Goal: Collect every line in the records below that contains the string "Target", treating uppercase and lowercase letters as distinct.

Provided entries:
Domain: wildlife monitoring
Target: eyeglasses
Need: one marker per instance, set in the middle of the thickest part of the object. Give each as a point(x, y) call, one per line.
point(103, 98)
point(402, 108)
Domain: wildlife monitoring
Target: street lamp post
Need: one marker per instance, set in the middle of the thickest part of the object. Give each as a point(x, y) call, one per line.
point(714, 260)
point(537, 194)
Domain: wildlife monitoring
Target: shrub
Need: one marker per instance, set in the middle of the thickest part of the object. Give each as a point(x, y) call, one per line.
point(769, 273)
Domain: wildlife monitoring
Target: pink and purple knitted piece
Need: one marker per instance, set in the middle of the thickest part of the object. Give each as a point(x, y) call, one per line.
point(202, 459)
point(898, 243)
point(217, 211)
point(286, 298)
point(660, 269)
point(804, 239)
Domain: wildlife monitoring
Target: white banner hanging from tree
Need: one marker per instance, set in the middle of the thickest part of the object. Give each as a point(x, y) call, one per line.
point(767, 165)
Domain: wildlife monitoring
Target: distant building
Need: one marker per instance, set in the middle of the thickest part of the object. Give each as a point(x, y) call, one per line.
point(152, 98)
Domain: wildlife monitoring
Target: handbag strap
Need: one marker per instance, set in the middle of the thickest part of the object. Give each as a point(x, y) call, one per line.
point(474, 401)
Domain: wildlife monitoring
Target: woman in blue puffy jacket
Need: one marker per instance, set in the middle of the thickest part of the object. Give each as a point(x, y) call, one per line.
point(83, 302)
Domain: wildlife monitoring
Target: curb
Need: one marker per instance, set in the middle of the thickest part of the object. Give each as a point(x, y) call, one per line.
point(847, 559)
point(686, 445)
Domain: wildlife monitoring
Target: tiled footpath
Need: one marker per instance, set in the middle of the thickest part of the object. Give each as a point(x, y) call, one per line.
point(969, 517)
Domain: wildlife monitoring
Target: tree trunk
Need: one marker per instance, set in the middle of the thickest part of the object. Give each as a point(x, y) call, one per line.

Response to this exercise:
Target: eyeglasses
Target: street lamp post
Target: shrub
Target: pink and purple knitted piece
Target: white banner hanging from tree
Target: distant building
Target: handbag strap
Target: woman in blue puffy jacket
Target: curb
Target: tiled footpath
Target: tree trunk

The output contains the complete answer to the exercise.